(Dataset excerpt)
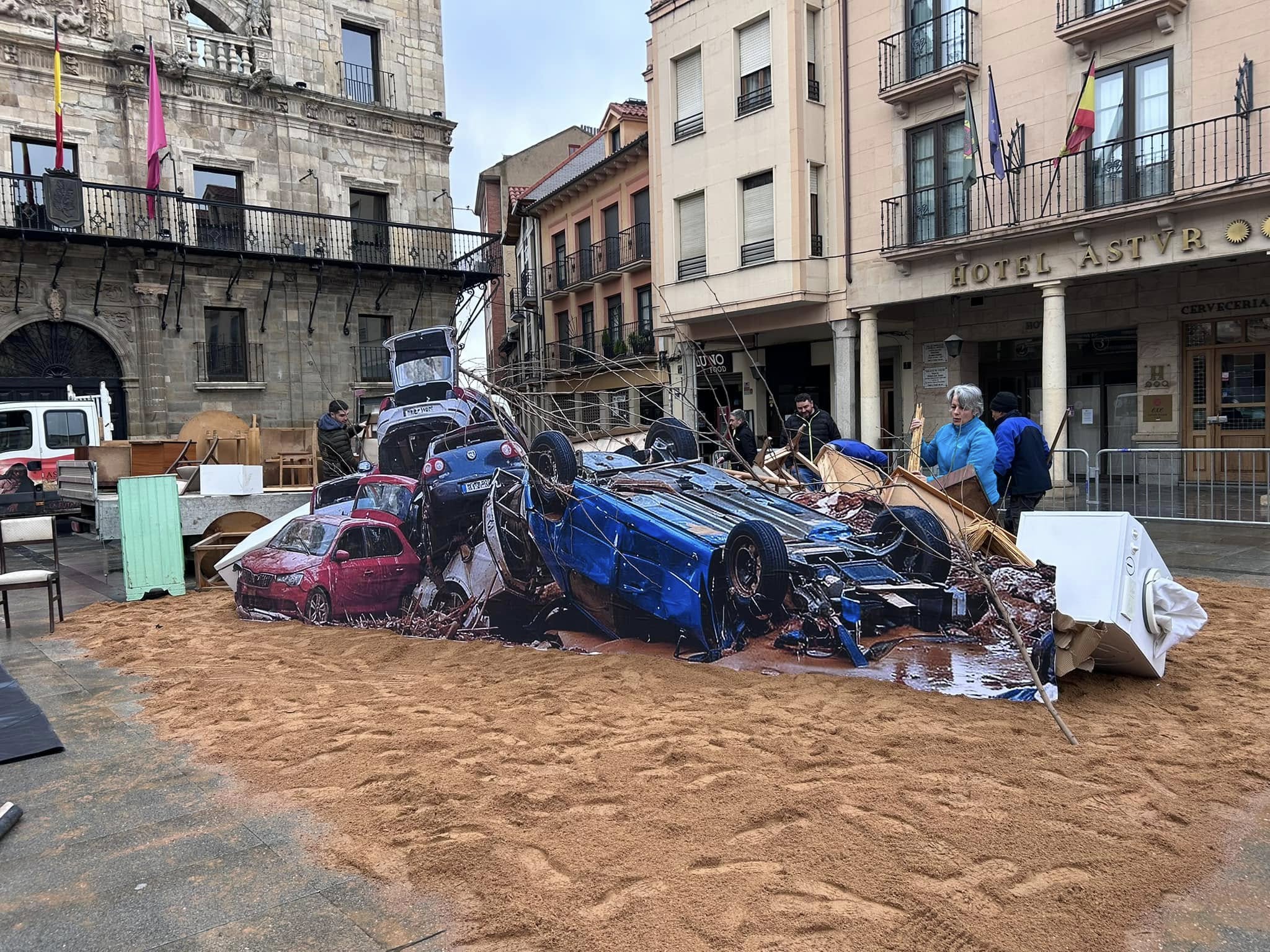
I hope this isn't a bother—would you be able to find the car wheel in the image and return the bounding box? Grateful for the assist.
[528,430,578,510]
[870,505,951,585]
[432,581,468,614]
[724,519,790,609]
[644,416,698,462]
[305,589,330,625]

**OBJECTIVE:**
Please repeat the entries above word for word, leaving the pictures out of your answer.

**EXPECTED OUTPUT:**
I hope this isn't a bother—would you be able to find the car wheel in the image and return the bounding box? Grateful for the assist.
[528,430,578,510]
[870,505,951,585]
[432,581,468,614]
[724,519,790,609]
[644,416,698,462]
[305,589,330,625]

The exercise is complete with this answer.